* Start Material supplied *

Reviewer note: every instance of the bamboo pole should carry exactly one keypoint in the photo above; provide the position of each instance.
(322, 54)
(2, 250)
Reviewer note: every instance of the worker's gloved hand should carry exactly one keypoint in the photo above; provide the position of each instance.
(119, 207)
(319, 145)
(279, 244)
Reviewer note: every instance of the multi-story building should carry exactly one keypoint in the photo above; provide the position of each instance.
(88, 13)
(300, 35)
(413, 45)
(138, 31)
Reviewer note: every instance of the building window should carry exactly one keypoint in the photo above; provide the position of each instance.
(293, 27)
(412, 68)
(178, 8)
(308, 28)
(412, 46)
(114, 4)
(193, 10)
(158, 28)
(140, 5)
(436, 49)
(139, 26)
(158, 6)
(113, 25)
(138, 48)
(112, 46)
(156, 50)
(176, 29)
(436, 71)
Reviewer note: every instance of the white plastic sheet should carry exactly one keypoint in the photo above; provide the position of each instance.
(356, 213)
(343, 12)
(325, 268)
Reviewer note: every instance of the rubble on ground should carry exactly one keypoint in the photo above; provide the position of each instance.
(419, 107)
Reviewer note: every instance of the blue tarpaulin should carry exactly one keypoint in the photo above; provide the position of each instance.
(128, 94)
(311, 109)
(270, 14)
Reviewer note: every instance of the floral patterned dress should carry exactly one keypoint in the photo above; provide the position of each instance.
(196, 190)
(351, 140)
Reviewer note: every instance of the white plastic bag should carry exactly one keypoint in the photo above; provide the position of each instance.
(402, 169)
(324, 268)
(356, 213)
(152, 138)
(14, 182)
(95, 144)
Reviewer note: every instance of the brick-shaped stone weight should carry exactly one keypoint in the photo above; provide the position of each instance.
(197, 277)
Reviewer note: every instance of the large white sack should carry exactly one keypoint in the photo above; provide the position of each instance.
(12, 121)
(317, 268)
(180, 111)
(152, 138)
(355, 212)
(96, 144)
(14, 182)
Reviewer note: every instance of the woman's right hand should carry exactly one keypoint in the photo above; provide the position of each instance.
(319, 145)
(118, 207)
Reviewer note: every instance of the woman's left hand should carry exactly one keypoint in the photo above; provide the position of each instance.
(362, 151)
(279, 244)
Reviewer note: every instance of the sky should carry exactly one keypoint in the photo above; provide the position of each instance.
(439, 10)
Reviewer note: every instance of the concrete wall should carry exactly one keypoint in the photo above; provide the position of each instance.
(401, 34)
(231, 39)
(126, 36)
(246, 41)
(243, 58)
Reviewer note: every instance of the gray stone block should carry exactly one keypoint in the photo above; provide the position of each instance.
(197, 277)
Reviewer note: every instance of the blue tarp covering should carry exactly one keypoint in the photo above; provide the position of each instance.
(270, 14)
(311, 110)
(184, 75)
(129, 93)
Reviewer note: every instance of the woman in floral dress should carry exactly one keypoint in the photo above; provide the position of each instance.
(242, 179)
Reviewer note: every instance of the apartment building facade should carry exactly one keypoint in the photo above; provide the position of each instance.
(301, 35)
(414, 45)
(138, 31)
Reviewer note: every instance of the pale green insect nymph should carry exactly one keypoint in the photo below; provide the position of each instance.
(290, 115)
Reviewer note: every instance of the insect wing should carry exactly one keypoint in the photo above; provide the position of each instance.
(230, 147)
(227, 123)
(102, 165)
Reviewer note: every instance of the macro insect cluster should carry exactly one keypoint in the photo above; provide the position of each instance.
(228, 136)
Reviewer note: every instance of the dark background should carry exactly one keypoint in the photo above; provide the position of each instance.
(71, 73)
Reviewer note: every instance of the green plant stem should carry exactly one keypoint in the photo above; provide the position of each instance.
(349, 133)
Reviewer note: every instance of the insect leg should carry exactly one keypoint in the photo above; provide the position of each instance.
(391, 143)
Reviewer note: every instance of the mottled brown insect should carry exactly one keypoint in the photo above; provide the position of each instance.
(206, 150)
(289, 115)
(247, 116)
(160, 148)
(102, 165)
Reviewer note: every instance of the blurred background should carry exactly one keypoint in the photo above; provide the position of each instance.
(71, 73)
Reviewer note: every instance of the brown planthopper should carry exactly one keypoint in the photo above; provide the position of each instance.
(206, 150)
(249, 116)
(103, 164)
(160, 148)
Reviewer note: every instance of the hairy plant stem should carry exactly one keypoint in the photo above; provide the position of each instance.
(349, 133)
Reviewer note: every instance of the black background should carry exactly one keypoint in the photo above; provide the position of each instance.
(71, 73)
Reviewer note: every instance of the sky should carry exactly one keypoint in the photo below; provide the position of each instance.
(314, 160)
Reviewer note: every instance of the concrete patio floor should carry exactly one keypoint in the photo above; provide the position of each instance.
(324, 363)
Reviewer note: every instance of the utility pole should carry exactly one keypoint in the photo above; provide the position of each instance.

* End Material supplied *

— Aim —
Copy out the whole listing exactly.

— Reply —
Reviewer note: every instance of the bamboo pole should carry exactly one keypoint in the photo above; provide the position of each instance.
(322, 54)
(2, 250)
Reviewer note: every instance of the worker's gloved hand should carry exactly one keypoint in the photo above; provide the position of each instance.
(119, 207)
(319, 145)
(279, 244)
Reviewer note: every instance of the multi-story building should carry exactly one keypoint in the photo above; provide the position of each instance.
(88, 13)
(300, 35)
(413, 45)
(138, 31)
Reviewer note: every instance of the building window should carry exactly one keypoint in the photo above; provide the position of each instance.
(293, 27)
(412, 68)
(178, 8)
(308, 28)
(412, 46)
(114, 4)
(193, 10)
(158, 28)
(140, 5)
(436, 49)
(139, 26)
(158, 6)
(113, 25)
(138, 48)
(112, 46)
(156, 50)
(176, 29)
(436, 71)
Reviewer note: every instance of the white plastic sheet should carry exactly one keypoint in the photo above; provide the position of each instance.
(356, 213)
(343, 12)
(325, 268)
Reviewer note: every instance of the rubble on ground should carry exactly one keypoint in the photo above; provide the position of each instance.
(419, 107)
Reviewer note: every instance of the blue tarpaulin should carry exactly one keypoint in the photo above; provide the position of each instance.
(128, 94)
(311, 109)
(270, 14)
Reviewer note: every instance of the floral patterned dress should carry exactly one keypoint in the photo above; provide the position of each instance.
(196, 190)
(351, 140)
Reviewer note: every instance of the white plastic bag should carry exactly one keypoint in the photo above; provide the position of each instance.
(402, 169)
(324, 268)
(356, 213)
(152, 138)
(14, 182)
(95, 144)
Reviewer note: every instance of the brick-shaped stone weight should carry exactly one keypoint in the photo above; provide the position of each instance.
(197, 277)
Reviewer note: every instance of the large white sack should carry exactly one keypoint in the photo above; provide the position of each instance.
(12, 121)
(317, 268)
(180, 111)
(152, 138)
(355, 212)
(96, 144)
(14, 182)
Reviewer note: every instance of the woman's right hand should carry exactly one keypoint in the photo above; provide the position of each instance.
(319, 145)
(118, 207)
Reviewer note: every instance of the woman's left hand should carry exactly one keypoint in the photo above; provide the position of each instance.
(362, 151)
(279, 244)
Reviewer note: every instance of the sky should carry exactly one keypoint in the photo above; provide the position of each instance.
(439, 10)
Reviewer note: every instance of the concrete wall should carry exactly one keypoint in the photo above; provide the position of each instance.
(401, 34)
(231, 39)
(126, 36)
(246, 41)
(243, 58)
Reviewer note: every instance of the gray stone block should carry exactly one keypoint in the photo above; provide the position of each instance.
(197, 277)
Reviewer note: every instance of the blue tarp covering should carry exactly one keypoint in the photo above; provide the position of each instance.
(270, 14)
(311, 110)
(184, 75)
(129, 93)
Reviewer note: every instance of the woman in floral dress should carry exactly one keypoint in the photo above; provide the position of each instance.
(242, 179)
Reviewer note: every instance of the apartment building facade should carry exactly one keypoint in the photo above; provide the position of each instance.
(301, 35)
(414, 45)
(138, 31)
Reviewer note: every instance of the pale green insect nymph should carry exactly one keypoint in the photo below; provide the position of each instance.
(290, 115)
Reviewer note: every instance of the insect wing should carry exactly one keypoint in the photo above; provide the position of each instance.
(230, 147)
(227, 123)
(102, 165)
Reviewer note: every instance of the macro insect cluster should carry exactly one keypoint in the photo above; provide the position of each instance.
(228, 136)
Reviewer note: every instance of the dark background should carry exactly one keypoint in the photo above; provide the position of each instance.
(71, 73)
Reviewer note: every instance of the green plant stem should carry exactly one keypoint in the photo above; provide the position of each instance.
(349, 133)
Reviewer note: every instance of the insect leg should carry exactly one keypoint in the photo above; provide the position of each instance.
(391, 143)
Reviewer note: every instance of the mottled brown insect should carry exactly one keypoint in the photo above; provide the position of each instance.
(206, 150)
(289, 115)
(247, 116)
(160, 148)
(102, 165)
Reviewer note: every instance of the blurred background should carry exactly one keypoint in the photo above; provide the position of each instance.
(71, 73)
Reviewer note: every instance of the brown planthopper should carry exactly one keypoint in the photo above; provide the position of each instance.
(206, 150)
(249, 116)
(103, 164)
(160, 148)
Reviewer note: every instance of the hairy plant stem should carry exactly one keypoint in the photo above; provide the position of each instance.
(349, 133)
Reviewer note: every instance of the black background should carry exactly one keypoint in the photo above; provide the position of each instance.
(71, 73)
Reviewer note: every instance of the sky should carry exactly one keypoint in the photo below; provide the position of each instance.
(314, 160)
Reviewer note: every instance of the concrete patio floor should carry exactly one keypoint in the photo above; provide the position of each instance.
(324, 363)
Reviewer note: every instance of the utility pole should carry exactly one keypoint in the photo above; provide the position of each instance.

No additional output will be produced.